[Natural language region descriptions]
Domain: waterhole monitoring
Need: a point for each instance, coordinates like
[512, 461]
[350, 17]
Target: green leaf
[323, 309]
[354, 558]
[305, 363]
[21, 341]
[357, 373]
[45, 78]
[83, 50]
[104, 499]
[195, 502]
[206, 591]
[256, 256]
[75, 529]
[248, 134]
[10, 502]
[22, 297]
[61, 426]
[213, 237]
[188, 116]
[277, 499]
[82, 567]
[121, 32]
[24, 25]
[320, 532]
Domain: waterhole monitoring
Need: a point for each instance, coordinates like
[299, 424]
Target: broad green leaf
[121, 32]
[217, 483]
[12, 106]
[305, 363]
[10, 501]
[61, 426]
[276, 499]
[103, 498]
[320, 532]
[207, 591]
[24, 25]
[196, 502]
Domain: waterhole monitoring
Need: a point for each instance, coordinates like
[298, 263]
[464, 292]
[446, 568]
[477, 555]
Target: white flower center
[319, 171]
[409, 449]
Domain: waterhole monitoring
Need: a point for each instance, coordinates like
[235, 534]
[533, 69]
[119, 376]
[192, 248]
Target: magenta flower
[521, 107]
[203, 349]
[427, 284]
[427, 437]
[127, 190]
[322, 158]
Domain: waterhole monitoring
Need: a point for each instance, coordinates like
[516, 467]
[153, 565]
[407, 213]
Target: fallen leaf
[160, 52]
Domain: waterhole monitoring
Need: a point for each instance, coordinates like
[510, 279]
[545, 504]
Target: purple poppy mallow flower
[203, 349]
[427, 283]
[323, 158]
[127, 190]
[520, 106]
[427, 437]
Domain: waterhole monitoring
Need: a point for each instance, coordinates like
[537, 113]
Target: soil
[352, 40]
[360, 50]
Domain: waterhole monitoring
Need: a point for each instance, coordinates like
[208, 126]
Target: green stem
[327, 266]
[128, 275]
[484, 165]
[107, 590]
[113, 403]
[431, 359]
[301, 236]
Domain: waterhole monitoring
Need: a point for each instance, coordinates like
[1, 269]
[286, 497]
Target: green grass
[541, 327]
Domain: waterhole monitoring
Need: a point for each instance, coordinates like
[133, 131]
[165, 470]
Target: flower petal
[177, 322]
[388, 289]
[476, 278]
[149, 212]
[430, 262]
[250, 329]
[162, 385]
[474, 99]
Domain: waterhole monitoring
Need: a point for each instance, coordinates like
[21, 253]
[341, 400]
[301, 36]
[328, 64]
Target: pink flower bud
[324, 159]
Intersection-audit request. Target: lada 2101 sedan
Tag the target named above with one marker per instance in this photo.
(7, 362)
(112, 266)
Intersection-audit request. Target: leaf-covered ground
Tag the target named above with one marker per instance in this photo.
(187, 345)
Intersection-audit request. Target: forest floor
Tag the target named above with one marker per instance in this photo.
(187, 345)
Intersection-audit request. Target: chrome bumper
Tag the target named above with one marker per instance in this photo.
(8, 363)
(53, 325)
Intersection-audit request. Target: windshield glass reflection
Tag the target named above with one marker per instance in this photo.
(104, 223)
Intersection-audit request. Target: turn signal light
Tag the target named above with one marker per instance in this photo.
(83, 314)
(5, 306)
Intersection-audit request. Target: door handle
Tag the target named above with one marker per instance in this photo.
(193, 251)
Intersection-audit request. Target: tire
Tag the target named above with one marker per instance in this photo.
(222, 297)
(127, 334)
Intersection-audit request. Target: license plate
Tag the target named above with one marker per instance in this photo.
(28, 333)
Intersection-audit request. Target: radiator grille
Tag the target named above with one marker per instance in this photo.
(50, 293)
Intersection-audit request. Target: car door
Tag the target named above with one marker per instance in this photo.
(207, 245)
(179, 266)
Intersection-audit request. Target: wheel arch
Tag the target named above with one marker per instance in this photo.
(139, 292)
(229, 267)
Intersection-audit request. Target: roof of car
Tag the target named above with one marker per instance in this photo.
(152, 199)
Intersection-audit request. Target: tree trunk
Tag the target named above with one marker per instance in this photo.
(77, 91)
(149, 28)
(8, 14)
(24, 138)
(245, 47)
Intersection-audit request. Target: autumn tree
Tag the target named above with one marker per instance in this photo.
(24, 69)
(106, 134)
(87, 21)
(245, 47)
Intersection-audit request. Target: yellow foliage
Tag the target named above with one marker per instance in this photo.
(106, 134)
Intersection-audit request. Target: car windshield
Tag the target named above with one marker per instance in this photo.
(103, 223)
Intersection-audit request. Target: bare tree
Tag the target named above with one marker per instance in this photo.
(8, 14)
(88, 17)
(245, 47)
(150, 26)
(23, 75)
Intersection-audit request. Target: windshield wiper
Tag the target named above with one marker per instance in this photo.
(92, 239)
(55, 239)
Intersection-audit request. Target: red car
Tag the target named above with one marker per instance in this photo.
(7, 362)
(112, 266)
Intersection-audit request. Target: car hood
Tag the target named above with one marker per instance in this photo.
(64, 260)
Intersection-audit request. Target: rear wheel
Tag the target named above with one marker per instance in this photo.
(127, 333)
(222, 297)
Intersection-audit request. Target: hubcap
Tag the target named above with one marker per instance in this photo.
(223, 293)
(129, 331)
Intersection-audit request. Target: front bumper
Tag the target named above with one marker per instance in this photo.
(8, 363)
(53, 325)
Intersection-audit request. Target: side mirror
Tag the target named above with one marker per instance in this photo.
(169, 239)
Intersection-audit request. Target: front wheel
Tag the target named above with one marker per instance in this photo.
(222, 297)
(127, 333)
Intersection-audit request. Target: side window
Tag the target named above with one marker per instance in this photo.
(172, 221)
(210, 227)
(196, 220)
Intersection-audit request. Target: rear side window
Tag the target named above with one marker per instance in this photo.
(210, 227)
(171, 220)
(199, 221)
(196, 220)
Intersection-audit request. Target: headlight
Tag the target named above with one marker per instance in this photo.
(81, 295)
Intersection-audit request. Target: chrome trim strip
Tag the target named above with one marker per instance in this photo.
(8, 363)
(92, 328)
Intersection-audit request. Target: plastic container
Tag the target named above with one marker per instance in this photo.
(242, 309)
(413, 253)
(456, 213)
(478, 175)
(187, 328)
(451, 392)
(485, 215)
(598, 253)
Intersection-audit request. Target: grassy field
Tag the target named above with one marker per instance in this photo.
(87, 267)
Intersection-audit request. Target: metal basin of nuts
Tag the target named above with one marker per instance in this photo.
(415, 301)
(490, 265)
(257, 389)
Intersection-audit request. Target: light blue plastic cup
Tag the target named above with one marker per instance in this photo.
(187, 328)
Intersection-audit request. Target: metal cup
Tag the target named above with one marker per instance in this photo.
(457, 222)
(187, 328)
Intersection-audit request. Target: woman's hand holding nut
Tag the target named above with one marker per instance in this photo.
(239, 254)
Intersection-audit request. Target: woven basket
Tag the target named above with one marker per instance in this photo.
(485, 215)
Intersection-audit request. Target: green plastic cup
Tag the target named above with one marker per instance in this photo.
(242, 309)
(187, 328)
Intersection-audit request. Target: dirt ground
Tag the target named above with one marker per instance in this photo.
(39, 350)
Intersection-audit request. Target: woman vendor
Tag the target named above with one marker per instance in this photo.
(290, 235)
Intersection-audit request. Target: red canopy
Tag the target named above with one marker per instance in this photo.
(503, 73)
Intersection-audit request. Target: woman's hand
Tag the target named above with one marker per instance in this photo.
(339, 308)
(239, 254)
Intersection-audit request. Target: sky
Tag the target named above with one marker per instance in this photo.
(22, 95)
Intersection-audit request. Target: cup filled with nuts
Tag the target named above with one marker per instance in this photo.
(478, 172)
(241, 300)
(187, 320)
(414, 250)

(To do) Reproduce exactly the section above that begins at the line containing "Intersection-audit request. Target: side window" and ends at the line containing "Intersection-audit request. Target: chrome trim", leaving out all other lines.

(Task answer)
Intersection-audit request. Target: side window
Tag the target named above with one marker per instance in this photo.
(172, 221)
(210, 227)
(196, 220)
Intersection-audit request. Target: rear side window
Tag the target named above with one marker per instance in this photo.
(210, 227)
(171, 220)
(199, 221)
(196, 220)
Intersection-audit request. Target: headlight
Tag the target named above with one marker per instance in this photo.
(81, 295)
Intersection-audit request. Target: chrome trim strip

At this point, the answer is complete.